Items from a data source
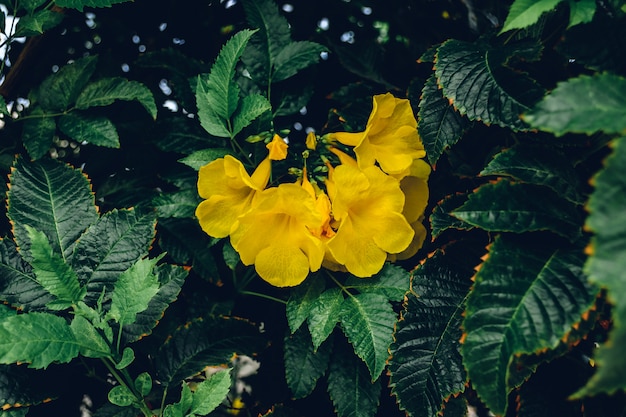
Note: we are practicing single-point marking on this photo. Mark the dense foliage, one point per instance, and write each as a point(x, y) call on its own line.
point(394, 208)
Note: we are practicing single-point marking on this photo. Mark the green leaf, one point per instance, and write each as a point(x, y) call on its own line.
point(202, 157)
point(392, 282)
point(133, 291)
point(93, 344)
point(60, 90)
point(53, 198)
point(350, 386)
point(585, 104)
point(426, 365)
point(524, 13)
point(474, 78)
point(18, 285)
point(538, 165)
point(368, 320)
point(526, 297)
point(80, 4)
point(606, 265)
point(199, 343)
point(324, 315)
point(38, 22)
point(210, 393)
point(96, 130)
point(440, 125)
point(38, 133)
point(304, 366)
point(107, 90)
point(217, 94)
point(109, 247)
point(516, 207)
point(302, 301)
point(54, 275)
point(37, 339)
point(294, 57)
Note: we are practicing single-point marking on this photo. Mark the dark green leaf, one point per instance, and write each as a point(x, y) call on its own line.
point(304, 366)
point(476, 81)
point(537, 165)
point(517, 207)
point(204, 342)
point(109, 247)
point(440, 125)
point(60, 90)
point(107, 90)
point(96, 130)
point(585, 104)
point(426, 365)
point(525, 299)
point(53, 198)
point(368, 320)
point(38, 133)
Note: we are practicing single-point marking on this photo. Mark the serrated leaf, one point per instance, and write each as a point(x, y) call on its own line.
point(37, 339)
point(524, 13)
point(605, 267)
point(109, 247)
point(350, 387)
point(95, 130)
point(526, 297)
point(392, 282)
point(324, 315)
point(204, 342)
point(107, 90)
point(426, 365)
point(217, 95)
point(537, 165)
point(585, 104)
point(302, 301)
point(474, 78)
point(38, 133)
point(517, 207)
point(60, 90)
point(202, 157)
point(18, 285)
point(304, 366)
point(54, 275)
point(133, 291)
point(53, 198)
point(440, 126)
point(210, 393)
point(368, 320)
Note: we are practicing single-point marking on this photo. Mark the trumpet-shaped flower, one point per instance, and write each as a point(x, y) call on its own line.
point(276, 235)
point(367, 210)
point(390, 137)
point(228, 191)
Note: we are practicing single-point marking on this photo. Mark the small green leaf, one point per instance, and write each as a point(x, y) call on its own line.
point(303, 366)
point(133, 291)
point(585, 104)
point(368, 320)
point(519, 208)
point(128, 357)
point(524, 13)
point(210, 393)
point(122, 396)
point(96, 130)
point(107, 90)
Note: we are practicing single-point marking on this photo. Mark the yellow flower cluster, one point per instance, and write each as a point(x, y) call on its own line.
point(371, 210)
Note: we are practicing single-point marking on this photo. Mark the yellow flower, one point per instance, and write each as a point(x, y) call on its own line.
point(277, 148)
point(390, 137)
point(275, 235)
point(367, 210)
point(228, 191)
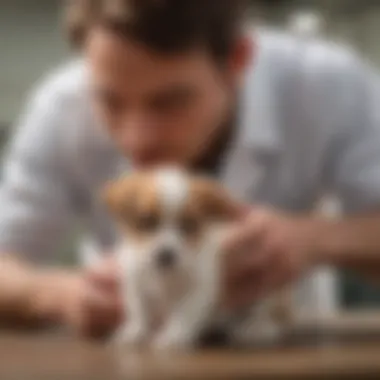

- **EXERCISE OBJECTIVE**:
The pictures stay out; copy the rest of the data word for word.

- **RESULT OF THIS TASK**:
Note: we are practicing single-point marking on this photo. Mark the dense foliage, one point per instance, and write each as a point(x, y) call on its own line.
point(394, 208)
Note: we are practicing single-point marking on this photo. Mark the green leaf, one point per instance, and write each as a point(x, y) call on its own line.
point(202, 157)
point(392, 282)
point(133, 291)
point(93, 344)
point(60, 90)
point(53, 198)
point(350, 386)
point(585, 104)
point(426, 365)
point(524, 13)
point(474, 78)
point(18, 285)
point(538, 165)
point(368, 320)
point(526, 297)
point(80, 4)
point(606, 265)
point(199, 343)
point(324, 315)
point(38, 22)
point(210, 393)
point(96, 130)
point(440, 125)
point(38, 133)
point(304, 366)
point(107, 90)
point(217, 94)
point(109, 247)
point(516, 207)
point(302, 301)
point(54, 275)
point(37, 339)
point(294, 57)
Note: we are practicing single-point marking on this photo. Mark the dark green leaf, one point per instance, and write each as a point(x, y) call on its own line.
point(304, 366)
point(476, 81)
point(537, 165)
point(517, 207)
point(204, 342)
point(109, 247)
point(440, 125)
point(60, 90)
point(107, 90)
point(96, 130)
point(585, 104)
point(426, 365)
point(525, 299)
point(53, 198)
point(368, 320)
point(38, 133)
Note: we are practicing single-point marking on this photo. Mark the serrated leaf, one point per instance, and write each as a point(x, y) call on its own line.
point(37, 339)
point(524, 13)
point(605, 267)
point(109, 247)
point(350, 387)
point(95, 130)
point(526, 297)
point(392, 282)
point(324, 315)
point(204, 342)
point(107, 90)
point(426, 365)
point(217, 95)
point(537, 165)
point(585, 104)
point(302, 301)
point(474, 78)
point(38, 133)
point(517, 207)
point(60, 90)
point(202, 157)
point(18, 285)
point(304, 366)
point(54, 275)
point(133, 291)
point(53, 198)
point(440, 126)
point(210, 393)
point(368, 320)
Note: we are practicing single-point marking on this photo. Mark the trumpet-shaped flower, one point per instance, and write each as a point(x, y) call on its own line.
point(276, 235)
point(367, 210)
point(390, 137)
point(228, 191)
Note: we are practicing single-point marking on this photo. Mark the small green leaf, one point per instance, and write each as a point(x, y) call on its own line.
point(303, 366)
point(133, 291)
point(585, 104)
point(368, 320)
point(519, 208)
point(128, 357)
point(524, 13)
point(210, 393)
point(122, 396)
point(96, 130)
point(107, 90)
Note: we are practicing single-point marking on this photo. Mark the yellow flower cluster, one point per instance, and write each as a point(x, y) call on its own line.
point(371, 210)
Note: we are practicing single-point marking on this photo. Mark the yellow flower, one point per instance, and write each as a point(x, y) call on its own line.
point(277, 148)
point(390, 137)
point(275, 235)
point(367, 210)
point(228, 191)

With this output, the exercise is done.